* [Teks Dokumen]:
######

Semua faktor saling terpaut antar satu dengan lainnya, sehingga menurut penulis pendidikan regenerasi organisasi di FORMIL sangat tepat ketika dengan mempertahankan organisatoris yang ada dan mencari bibit-bibit unggul dengan menyeret langsung dalam ranah organisasi praktis tanpa melupakan aplikasi teoritis secara universalis. Organisasi yang tepat di aplikasikan disini adalah organisasi praktis, yang bisa mengarahkan pada kedewasaan dan kematangan berorganisasi secara teoritis dan praktis. Faktor kemunduran merupakan kontinyuitas dari efek sebelumnya. Dan bisa juga problem tersendiri yang dipengaruhi beberapa faktor diantaranya:
a. Menjamurnya praktek KKN
Orde lama dan orde baru telah berlalu, sekarang era reformasi yang terus mengusung anti korupsi dan kolusi. Sikap KKN seringkali diperankan dengan mengedepankan univikasi mustawâ atau angkatan tanpa melihat kemampuan, loyalitas atau pertimbangan lain seperti regenerasi. Seandainya organisasi hanya ditangani oleh satu mustawa atau angkatan maka, ketika terjadi reformasi memerlukan wacana organisasi baru dengan wajah-wajah baru. Pengurus baru akan berjalan dari nol dan hanya bisa membaca setumpuk arsip sebagai panduan berorganisasi. Organisasi bukan hanya arsip tebal tetapi loyalitas dan pemikiran yang bisa menggugah selera anggotanya. Kesinambungan program kerja adalah hal yang sangat harus diperhatikan, maka wajar dalam program kerja organisasi mencantumkan jangka pendek dan panjang sebagai impian para leluhur untuk kemajuan organisasi dan kelestarian organisasi yang telah dirintisnya.
b. Minimnya Regenerasi
Betapa pentingnya regenerasi dalam hidup sehingga manusia disunahkan untuk melestarikan spesiesnya sehingga menjadi generasi yang tangguh dan bertanggungjawab. Begitu juga berorganisasi, sehingga suatu saat kelak kita meninggalkan Yaman sudah menemukan generasi yang lebih baik dari kepemimpinan kita. Penulis yakin dari jumlah 109 mahasiswa baru dan 200an mahasiswa lama banyak yang berjiwa organisatoris sejati, namun kita lupa untuk bisa memanfaatkannya atau merekrutnya sehingga organisasi yang ada bisa tetap hidup dengan berbagai aneka warna, corak, rasa dan aroma. Regenerasi yang tangguh dan handal adalah impian para leluhur demi mempertahankan dan meneruskan cita-cita mereka. Disini firman Allah telah nyata bahwa manusia diciptakan sebagai khalifah di muka bumi, sehingga Allah menghiasi manusia dengan pikiran, ilmu dan akhlak.

######

* [Ketentuan Tugas]: Sajikan secara lebih ringkas dalam bentuk daftar paragraf teks tentang regenerasi organisasi yang diawali dengan "Orde lama dan orde baru telah berlalu". Pertahankan fakta-fakta utamanya.

* [Cuplikan catatan anotasi]:
######

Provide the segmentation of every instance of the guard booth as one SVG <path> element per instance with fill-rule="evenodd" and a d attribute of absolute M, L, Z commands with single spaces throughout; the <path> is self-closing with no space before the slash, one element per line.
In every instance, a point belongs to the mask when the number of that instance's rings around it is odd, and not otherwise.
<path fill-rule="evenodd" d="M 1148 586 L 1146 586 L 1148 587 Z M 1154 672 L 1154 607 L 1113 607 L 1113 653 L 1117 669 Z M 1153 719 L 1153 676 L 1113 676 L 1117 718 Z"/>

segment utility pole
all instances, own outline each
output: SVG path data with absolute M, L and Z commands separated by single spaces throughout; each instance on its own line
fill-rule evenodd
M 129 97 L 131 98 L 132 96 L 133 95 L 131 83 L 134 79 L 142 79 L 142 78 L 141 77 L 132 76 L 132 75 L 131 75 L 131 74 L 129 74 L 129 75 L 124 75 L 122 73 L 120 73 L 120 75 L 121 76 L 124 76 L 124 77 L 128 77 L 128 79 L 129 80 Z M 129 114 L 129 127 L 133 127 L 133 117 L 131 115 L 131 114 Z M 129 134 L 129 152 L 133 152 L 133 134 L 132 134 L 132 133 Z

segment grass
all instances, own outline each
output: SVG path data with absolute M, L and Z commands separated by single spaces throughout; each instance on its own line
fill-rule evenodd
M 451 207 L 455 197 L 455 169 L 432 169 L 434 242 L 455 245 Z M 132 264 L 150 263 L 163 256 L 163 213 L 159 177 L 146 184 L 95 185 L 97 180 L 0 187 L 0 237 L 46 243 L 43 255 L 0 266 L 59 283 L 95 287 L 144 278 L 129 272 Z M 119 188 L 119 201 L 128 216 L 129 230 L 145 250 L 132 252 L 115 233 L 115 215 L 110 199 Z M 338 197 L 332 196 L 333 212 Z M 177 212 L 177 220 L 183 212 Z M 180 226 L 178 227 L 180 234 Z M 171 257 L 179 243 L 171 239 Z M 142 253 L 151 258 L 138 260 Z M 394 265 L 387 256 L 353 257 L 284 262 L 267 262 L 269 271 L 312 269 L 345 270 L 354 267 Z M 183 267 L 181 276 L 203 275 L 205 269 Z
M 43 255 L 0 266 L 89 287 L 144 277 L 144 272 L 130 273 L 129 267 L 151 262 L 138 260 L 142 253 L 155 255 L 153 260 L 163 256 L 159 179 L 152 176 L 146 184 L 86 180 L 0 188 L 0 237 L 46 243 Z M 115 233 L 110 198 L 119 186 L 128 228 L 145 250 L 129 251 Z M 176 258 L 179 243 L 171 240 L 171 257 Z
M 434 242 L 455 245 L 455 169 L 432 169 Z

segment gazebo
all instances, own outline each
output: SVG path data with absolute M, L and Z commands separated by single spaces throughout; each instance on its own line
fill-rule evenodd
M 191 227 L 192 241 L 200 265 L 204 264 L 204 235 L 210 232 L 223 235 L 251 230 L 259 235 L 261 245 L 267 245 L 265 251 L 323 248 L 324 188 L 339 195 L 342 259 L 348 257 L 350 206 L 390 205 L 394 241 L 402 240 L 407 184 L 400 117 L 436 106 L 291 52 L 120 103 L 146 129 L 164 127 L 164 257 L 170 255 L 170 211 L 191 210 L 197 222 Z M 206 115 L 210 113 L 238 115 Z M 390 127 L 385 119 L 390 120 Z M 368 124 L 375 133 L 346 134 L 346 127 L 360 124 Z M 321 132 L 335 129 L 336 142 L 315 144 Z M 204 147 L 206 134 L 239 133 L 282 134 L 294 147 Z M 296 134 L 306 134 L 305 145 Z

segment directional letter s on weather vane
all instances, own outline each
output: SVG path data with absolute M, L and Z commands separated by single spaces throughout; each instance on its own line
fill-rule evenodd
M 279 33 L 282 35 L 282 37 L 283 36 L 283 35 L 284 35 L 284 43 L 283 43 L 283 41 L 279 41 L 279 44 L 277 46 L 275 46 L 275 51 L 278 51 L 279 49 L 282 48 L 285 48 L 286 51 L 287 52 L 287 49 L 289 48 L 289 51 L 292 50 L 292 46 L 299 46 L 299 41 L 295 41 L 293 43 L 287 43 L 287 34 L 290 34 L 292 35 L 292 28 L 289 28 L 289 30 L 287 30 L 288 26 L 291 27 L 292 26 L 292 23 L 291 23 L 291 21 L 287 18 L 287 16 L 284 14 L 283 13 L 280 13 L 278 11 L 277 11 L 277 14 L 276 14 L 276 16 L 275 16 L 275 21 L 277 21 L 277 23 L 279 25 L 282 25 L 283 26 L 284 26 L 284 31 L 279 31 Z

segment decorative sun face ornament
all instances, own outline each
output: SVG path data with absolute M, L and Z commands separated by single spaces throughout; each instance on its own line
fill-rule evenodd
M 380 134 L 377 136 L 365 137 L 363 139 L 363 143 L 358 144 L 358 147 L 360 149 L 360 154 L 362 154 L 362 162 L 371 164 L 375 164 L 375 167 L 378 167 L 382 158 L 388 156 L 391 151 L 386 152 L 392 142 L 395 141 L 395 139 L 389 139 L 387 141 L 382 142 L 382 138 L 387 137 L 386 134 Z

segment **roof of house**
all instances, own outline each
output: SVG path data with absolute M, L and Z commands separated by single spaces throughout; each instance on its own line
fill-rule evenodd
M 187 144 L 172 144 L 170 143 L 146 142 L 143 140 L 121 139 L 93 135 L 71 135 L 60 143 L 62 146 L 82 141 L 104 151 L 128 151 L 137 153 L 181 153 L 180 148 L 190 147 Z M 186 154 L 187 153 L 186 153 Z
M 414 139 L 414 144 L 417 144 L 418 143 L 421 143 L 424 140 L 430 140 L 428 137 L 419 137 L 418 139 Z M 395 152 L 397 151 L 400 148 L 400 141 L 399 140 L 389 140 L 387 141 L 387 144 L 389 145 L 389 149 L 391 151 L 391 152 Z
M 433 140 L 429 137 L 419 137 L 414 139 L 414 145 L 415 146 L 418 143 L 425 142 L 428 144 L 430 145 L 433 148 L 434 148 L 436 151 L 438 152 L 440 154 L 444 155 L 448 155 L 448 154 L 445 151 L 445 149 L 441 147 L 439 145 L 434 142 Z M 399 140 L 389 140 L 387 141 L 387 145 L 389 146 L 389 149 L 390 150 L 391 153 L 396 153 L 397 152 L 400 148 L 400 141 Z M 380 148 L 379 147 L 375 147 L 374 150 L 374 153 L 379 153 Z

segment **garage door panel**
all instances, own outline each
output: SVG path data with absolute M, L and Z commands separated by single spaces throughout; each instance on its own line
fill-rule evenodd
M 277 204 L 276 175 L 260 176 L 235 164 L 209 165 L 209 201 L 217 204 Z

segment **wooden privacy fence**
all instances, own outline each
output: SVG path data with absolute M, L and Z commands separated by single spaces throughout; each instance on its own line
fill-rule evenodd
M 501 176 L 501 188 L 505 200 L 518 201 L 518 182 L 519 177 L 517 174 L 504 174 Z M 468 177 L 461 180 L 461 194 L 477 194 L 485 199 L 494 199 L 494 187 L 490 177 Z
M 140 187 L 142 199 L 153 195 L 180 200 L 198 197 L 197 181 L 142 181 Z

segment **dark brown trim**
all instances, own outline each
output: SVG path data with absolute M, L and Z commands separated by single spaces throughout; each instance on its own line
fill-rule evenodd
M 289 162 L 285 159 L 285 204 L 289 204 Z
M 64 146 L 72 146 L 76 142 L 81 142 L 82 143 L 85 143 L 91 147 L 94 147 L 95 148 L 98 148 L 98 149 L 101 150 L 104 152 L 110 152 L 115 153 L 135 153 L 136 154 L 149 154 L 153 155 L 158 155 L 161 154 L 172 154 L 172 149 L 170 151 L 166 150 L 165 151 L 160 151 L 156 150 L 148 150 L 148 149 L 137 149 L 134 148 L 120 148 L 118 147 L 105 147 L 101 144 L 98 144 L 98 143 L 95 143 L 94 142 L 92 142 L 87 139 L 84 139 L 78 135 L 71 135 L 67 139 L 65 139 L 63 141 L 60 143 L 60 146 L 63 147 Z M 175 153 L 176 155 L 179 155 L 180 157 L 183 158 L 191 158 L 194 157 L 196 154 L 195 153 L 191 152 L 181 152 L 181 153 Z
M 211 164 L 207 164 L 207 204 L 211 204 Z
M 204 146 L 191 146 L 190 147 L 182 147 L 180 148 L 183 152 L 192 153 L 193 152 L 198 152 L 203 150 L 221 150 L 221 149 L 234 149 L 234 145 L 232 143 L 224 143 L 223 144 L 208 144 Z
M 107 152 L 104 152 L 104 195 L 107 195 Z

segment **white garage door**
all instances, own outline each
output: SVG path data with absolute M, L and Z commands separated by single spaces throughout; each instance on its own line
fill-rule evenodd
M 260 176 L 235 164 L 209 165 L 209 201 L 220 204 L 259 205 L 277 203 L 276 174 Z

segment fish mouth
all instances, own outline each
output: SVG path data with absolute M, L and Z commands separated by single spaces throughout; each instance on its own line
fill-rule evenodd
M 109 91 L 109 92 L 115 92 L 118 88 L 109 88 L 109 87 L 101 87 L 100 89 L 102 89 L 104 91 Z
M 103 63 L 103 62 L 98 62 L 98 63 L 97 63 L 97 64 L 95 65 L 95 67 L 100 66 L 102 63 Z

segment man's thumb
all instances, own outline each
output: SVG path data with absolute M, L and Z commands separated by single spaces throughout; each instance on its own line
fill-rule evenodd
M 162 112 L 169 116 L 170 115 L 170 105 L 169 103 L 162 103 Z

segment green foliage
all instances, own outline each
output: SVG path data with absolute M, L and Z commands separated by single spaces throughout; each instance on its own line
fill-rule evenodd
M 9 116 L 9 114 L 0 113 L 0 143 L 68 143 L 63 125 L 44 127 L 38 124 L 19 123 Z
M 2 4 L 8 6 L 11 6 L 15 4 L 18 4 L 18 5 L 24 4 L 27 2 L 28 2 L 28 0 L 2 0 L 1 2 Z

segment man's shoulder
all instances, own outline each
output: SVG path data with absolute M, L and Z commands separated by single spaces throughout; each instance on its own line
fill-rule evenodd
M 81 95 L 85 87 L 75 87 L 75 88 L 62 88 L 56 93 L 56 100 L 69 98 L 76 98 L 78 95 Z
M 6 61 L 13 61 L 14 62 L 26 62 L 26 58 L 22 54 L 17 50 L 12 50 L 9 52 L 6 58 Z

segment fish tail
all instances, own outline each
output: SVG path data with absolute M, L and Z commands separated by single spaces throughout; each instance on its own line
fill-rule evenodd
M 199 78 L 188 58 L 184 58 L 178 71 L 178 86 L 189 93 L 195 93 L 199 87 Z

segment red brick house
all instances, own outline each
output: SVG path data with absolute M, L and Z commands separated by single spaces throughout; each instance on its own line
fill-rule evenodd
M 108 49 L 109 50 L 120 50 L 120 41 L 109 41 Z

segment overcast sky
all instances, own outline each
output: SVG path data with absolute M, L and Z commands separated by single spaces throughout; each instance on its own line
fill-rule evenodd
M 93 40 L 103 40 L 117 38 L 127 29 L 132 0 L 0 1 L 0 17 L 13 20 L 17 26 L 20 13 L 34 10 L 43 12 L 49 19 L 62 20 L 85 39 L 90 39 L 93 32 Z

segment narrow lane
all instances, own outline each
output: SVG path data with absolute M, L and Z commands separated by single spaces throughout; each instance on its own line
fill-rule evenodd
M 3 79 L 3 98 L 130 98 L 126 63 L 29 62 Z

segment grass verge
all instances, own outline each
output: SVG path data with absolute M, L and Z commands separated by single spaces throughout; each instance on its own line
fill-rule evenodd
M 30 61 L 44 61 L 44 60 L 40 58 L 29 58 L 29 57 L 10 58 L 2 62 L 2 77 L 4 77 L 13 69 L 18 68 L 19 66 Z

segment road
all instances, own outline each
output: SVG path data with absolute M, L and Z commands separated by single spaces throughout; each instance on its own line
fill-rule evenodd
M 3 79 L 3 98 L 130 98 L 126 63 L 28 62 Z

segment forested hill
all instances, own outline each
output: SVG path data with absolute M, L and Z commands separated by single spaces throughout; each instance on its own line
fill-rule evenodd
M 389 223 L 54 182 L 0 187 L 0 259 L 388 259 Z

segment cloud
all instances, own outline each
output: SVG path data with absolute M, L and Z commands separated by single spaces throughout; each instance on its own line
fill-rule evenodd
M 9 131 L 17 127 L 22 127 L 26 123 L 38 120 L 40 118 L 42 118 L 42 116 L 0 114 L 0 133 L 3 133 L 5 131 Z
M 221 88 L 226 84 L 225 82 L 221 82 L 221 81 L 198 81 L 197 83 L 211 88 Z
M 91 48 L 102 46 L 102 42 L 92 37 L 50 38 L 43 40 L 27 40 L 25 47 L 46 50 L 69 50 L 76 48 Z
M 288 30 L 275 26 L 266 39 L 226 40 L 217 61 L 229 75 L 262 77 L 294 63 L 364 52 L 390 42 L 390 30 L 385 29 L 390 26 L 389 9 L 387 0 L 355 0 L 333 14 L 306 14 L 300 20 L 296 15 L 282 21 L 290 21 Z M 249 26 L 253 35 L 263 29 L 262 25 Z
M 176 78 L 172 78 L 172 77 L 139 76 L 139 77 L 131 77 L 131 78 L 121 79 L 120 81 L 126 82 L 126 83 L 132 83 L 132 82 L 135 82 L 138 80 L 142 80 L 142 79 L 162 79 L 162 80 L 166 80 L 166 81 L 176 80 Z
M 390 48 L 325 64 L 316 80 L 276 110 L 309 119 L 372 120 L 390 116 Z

######

* [Hasil Tugas]:
- Orde lama dan orde baru telah berlalu. Era reformasi kini terus mengusung anti korupsi dan kolusi.
- Praktik KKN sering diperankan dengan mengutamakan satu mustawâ atau angkatan tanpa melihat kemampuan, loyalitas, atau pertimbangan lain seperti regenerasi.
- Jika organisasi hanya ditangani satu angkatan, reformasi akan menuntut organisasi baru dengan wajah-wajah baru. Pengurus baru itu memulai dari nol dan hanya berpedoman pada setumpuk arsip.
- Organisasi bukan sekadar arsip tebal, melainkan loyalitas dan pemikiran yang menggugah anggotanya.
- Kesinambungan program kerja harus sangat diperhatikan. Karena itu, program kerja mencantumkan rencana jangka pendek dan panjang sebagai impian para leluhur demi kemajuan dan kelestarian organisasi yang telah mereka rintis.